Segment Start: Text shown

Marine Conservation

Protecting and restoring the marine ecosystems of the Santa Barbara Channel is central to Channelkeeper’s mission.

Aboard our boat, The Channelkeeper, we monitor critical marine habitats in the Santa Barbara Channel such as kelp forests, eelgrass beds and Marine Protected Areas (MPAs), educate the public about the importance of and threats to these habitats, and use the information we gather to support changes in public policy to better protect them.

Channelkeeper played a lead role in California’s recent policy process to establish a network of marine protected areas (MPAs) along the Southern California coast. We are now working on several fronts to help ensure the effective implementation and long-term viability of these MPAs, by developing programs to monitor and enforce the MPAs in the Santa Barbara Channel and fostering widespread public awareness, responsible use and stewardship of these critical marine areas.

Channelkeeper is also an active member of the Channel Islands National Marine Sanctuary Advisory Council’s Conservation Working Group, and recently produced a 230-page Water Quality Characterization Report for the Advisory Council to guide their current effort to develop a comprehensive Water Quality Protection Program for the Sanctuary. We’ve also partnered with the Sanctuary on numerous scientific monitoring projects, including a two-year project to monitor water quality at popular Channel Islands anchorages to help evaluate potential water quality impacts associated with recreational boating.

Channelkeeper has successfully restored eelgrass beds at the Channel Islands and has spearheaded numerous subtidal monitoring projects to collect and disseminate important data useful for the protection of kelp and eelgrass habitats in the Channel.

We also partnered with other southern California Waterkeepers on a Giant Kelp education, monitoring and restoration program from 2002-2008, monitoring and planting kelp and educating local youth on the importance of kelp forests and the marine environment.

Segment End: Text shown

→ Task description
Please write out word for word the portion of the marine conservation text that begins with "Channelkeeper has successfully" and ends with "the marine environment.".

Segment Start: The data

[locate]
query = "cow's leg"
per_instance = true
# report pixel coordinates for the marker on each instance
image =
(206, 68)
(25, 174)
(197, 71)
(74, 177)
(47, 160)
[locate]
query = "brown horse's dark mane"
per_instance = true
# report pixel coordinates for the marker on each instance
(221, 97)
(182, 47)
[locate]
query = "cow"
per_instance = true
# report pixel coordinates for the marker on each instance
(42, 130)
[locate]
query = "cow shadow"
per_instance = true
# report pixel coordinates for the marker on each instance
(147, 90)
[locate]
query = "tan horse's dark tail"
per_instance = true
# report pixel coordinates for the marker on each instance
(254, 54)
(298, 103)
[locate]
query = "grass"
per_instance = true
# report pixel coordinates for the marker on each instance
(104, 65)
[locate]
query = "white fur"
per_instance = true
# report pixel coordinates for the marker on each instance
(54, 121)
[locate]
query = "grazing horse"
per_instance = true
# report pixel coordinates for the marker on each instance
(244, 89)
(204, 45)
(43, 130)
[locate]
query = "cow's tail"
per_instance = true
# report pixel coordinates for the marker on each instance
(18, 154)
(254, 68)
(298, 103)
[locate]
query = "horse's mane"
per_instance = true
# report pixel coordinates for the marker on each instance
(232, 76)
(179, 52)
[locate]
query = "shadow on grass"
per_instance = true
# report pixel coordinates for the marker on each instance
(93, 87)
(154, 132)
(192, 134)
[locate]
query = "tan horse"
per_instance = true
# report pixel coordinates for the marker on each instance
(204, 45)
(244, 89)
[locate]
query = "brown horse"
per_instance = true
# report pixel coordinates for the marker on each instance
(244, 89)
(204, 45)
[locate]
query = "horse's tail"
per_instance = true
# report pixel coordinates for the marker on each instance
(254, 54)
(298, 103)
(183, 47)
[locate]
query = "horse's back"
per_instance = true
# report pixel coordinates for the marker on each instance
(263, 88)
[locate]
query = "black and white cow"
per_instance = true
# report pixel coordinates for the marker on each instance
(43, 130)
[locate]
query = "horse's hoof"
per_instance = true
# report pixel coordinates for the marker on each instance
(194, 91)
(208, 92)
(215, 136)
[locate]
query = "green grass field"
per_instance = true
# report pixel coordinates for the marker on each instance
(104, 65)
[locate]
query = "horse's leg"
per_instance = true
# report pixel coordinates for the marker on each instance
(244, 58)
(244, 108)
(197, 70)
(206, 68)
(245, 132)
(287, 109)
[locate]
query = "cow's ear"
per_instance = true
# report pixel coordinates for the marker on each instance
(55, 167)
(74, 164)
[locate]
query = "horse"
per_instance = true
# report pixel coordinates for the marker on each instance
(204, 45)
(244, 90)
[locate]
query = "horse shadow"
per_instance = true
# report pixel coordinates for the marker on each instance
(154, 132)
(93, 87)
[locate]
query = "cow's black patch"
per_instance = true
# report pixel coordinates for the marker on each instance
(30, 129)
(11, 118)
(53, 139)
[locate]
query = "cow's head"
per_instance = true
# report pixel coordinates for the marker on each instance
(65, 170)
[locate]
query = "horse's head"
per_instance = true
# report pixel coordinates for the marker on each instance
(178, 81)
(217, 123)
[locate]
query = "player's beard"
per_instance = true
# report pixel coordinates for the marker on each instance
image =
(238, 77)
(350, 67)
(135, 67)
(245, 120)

Segment End: The data

→ Response to this exercise
Channelkeeper has successfully restored eelgrass beds at the Channel Islands and has spearheaded numerous subtidal monitoring projects to collect and disseminate important data useful for the protection of kelp and eelgrass habitats in the Channel.

We also partnered with other southern California Waterkeepers on a Giant Kelp education, monitoring and restoration program from 2002-2008, monitoring and planting kelp and educating local youth on the importance of kelp forests and the marine environment.